§ The problem:
Pull out each line of the items below that contains the word "ornate".

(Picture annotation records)
** Start **

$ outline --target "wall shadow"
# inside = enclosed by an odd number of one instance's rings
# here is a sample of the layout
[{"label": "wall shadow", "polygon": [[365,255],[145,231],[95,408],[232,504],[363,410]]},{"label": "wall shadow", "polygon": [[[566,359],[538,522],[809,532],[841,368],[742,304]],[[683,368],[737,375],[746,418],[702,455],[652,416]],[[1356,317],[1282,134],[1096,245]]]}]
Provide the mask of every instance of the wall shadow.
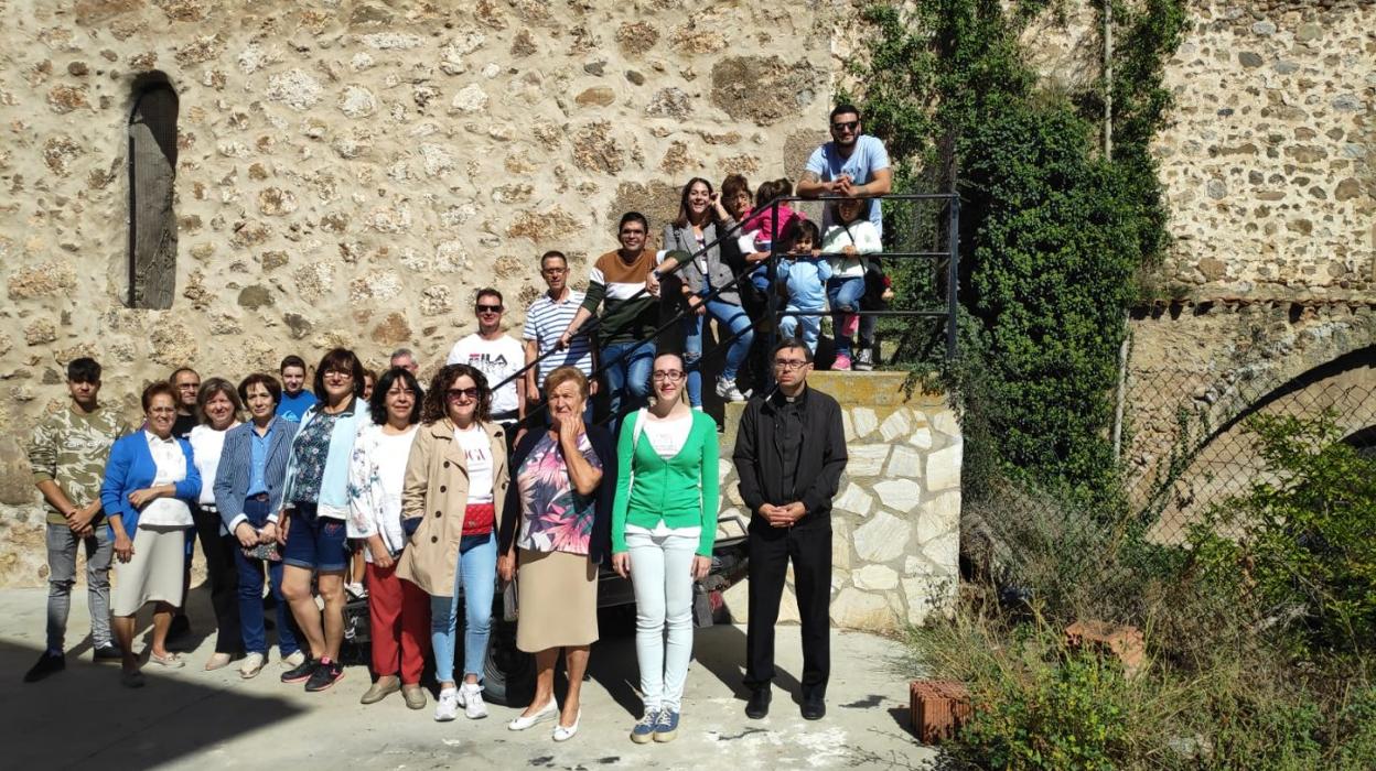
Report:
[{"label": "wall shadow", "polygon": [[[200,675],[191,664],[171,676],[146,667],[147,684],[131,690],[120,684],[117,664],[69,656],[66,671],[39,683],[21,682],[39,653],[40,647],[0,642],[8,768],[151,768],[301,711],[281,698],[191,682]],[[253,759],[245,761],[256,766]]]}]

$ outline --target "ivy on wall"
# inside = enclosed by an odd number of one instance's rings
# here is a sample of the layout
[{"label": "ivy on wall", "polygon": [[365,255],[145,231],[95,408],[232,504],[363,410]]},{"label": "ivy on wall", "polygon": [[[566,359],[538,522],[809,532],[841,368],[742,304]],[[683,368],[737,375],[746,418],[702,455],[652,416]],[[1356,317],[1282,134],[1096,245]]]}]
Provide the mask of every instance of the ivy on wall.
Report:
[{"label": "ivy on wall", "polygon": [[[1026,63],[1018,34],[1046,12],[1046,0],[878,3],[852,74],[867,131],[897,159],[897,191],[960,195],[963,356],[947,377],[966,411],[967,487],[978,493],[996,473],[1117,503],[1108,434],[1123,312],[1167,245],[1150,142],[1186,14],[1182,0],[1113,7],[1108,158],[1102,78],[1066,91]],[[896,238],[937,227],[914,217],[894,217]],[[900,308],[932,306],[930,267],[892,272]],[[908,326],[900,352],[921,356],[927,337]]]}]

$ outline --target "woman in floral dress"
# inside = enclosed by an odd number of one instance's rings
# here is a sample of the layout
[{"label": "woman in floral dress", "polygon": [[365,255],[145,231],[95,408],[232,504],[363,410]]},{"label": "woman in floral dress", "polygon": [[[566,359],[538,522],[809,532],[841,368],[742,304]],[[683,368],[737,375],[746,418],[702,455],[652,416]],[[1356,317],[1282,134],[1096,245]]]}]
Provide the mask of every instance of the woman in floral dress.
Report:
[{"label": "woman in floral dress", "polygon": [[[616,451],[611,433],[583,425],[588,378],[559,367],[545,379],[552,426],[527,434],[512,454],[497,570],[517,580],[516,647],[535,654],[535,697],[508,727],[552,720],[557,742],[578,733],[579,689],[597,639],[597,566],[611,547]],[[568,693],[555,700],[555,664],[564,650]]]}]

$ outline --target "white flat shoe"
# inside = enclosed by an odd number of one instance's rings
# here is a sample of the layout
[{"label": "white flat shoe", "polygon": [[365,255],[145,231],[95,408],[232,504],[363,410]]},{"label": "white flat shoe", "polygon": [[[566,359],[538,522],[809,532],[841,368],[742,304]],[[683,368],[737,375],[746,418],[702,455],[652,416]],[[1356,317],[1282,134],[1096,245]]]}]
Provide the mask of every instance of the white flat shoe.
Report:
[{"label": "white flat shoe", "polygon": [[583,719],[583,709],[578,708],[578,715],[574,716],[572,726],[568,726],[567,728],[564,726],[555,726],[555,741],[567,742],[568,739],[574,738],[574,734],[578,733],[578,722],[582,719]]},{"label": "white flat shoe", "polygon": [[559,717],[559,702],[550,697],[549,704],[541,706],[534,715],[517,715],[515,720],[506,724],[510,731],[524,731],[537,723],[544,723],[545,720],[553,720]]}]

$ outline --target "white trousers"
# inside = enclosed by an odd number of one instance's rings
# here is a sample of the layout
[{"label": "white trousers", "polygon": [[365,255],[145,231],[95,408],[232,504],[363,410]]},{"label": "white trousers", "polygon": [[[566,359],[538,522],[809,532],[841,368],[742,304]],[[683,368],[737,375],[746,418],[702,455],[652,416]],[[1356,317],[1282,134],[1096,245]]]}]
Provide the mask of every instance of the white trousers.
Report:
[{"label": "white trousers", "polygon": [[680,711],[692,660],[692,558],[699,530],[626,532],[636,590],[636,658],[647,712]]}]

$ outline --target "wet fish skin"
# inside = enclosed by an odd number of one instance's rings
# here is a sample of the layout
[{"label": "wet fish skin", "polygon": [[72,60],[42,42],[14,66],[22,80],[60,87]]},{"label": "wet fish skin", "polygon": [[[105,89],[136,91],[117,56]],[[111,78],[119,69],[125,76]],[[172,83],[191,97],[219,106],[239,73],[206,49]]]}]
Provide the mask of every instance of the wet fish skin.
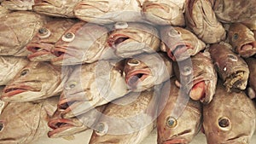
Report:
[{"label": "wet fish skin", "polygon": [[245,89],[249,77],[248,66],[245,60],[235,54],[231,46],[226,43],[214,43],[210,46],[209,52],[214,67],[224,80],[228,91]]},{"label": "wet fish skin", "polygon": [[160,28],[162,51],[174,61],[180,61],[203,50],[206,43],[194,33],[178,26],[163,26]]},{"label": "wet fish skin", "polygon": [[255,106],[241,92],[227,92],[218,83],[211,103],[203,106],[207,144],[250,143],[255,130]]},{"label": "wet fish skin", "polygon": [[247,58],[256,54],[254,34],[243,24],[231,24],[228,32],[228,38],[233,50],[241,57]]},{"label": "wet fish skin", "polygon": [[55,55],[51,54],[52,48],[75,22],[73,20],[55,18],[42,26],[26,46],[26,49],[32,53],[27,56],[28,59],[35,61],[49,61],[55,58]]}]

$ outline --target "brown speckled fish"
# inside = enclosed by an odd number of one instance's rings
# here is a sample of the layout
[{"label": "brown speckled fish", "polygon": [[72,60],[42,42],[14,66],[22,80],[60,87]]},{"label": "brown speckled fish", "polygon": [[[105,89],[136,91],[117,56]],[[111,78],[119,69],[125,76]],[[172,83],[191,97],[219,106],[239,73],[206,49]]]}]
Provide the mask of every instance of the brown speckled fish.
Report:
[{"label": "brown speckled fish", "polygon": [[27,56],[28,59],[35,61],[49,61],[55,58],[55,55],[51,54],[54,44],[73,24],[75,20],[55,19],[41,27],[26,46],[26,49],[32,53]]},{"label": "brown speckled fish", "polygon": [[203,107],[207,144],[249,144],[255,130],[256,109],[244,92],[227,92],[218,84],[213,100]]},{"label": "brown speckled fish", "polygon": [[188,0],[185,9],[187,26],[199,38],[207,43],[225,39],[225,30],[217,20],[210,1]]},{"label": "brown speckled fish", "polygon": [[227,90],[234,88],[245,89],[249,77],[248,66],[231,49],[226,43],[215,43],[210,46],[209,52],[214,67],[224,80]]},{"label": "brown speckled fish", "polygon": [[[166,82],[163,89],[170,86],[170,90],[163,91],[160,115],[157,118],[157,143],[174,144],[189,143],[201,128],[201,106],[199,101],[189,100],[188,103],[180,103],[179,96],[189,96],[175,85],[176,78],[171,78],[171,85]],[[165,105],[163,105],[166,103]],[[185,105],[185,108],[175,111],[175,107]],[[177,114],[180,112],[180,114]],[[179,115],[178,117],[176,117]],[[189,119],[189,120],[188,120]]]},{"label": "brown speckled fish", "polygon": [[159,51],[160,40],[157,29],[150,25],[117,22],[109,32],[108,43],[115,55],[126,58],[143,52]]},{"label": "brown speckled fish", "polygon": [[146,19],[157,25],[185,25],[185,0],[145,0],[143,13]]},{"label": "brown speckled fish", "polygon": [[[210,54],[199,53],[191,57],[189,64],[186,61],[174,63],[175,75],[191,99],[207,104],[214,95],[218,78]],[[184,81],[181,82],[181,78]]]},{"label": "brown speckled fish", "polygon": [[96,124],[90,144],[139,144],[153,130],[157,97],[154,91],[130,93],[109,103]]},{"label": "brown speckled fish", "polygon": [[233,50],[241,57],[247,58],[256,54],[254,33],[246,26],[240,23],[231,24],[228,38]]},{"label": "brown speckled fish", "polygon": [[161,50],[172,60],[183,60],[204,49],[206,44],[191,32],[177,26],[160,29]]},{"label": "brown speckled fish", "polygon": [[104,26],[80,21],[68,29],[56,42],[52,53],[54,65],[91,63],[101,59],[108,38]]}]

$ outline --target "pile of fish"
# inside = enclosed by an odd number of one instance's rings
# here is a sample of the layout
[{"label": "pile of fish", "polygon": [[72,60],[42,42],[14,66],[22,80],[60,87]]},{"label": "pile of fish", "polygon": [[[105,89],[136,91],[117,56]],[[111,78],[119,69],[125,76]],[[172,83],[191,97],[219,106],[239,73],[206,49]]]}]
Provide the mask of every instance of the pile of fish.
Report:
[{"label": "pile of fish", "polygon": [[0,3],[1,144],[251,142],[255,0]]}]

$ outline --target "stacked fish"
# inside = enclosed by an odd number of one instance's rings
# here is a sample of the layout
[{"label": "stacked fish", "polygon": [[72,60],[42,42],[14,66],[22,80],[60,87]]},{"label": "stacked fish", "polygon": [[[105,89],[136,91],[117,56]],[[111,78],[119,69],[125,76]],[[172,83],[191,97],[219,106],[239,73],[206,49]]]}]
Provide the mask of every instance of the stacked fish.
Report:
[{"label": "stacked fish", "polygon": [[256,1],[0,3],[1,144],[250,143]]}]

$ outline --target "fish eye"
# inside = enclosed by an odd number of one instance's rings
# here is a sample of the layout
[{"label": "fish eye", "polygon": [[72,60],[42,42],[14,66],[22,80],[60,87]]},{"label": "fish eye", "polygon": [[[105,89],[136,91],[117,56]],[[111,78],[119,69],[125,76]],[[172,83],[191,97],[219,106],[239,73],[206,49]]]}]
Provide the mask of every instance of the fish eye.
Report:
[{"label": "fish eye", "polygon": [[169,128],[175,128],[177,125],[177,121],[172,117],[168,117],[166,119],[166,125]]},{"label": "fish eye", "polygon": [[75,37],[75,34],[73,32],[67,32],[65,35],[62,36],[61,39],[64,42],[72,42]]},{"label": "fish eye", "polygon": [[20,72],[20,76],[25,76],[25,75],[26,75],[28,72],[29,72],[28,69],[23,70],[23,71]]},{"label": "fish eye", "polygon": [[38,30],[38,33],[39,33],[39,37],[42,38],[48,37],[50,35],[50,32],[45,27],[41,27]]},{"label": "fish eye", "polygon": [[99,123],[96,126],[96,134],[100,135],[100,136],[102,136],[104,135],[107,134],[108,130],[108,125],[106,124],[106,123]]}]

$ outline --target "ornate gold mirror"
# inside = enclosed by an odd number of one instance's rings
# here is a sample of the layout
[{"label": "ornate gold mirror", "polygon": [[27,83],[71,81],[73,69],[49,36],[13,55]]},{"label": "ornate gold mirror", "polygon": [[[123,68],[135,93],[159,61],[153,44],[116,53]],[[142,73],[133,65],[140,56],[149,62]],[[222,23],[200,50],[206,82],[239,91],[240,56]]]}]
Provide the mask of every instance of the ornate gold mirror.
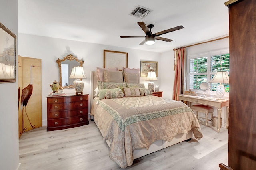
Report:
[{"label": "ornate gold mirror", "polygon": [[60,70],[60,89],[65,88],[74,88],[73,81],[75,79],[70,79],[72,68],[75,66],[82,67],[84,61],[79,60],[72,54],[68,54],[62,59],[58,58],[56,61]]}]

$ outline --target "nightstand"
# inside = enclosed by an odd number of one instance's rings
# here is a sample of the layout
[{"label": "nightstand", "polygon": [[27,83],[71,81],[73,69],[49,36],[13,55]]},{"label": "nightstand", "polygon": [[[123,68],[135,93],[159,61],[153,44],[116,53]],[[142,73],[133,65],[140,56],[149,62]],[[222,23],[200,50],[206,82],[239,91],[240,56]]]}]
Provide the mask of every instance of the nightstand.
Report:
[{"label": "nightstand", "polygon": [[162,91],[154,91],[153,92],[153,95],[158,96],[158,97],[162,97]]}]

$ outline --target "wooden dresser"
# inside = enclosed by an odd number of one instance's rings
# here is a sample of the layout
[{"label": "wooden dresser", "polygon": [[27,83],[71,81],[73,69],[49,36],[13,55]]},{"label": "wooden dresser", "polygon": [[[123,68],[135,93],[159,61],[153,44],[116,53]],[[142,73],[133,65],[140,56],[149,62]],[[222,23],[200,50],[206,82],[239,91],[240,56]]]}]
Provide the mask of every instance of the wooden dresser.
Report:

** End **

§ Response below:
$ outline --target "ornate gold mirror"
[{"label": "ornate gold mirror", "polygon": [[27,83],[71,81],[73,69],[49,36],[13,55]]},{"label": "ornate gold mirror", "polygon": [[[123,68],[135,93],[159,61],[153,44],[116,53]],[[142,73],[133,65],[140,56],[149,62]],[[222,23],[200,50],[206,82],[239,91],[240,56]]]}]
Provide the mask of every instance of the ornate gold mirror.
[{"label": "ornate gold mirror", "polygon": [[60,70],[60,89],[65,88],[74,88],[73,81],[75,79],[70,79],[72,68],[75,66],[82,67],[84,61],[79,60],[72,54],[68,54],[62,59],[58,58],[56,61]]}]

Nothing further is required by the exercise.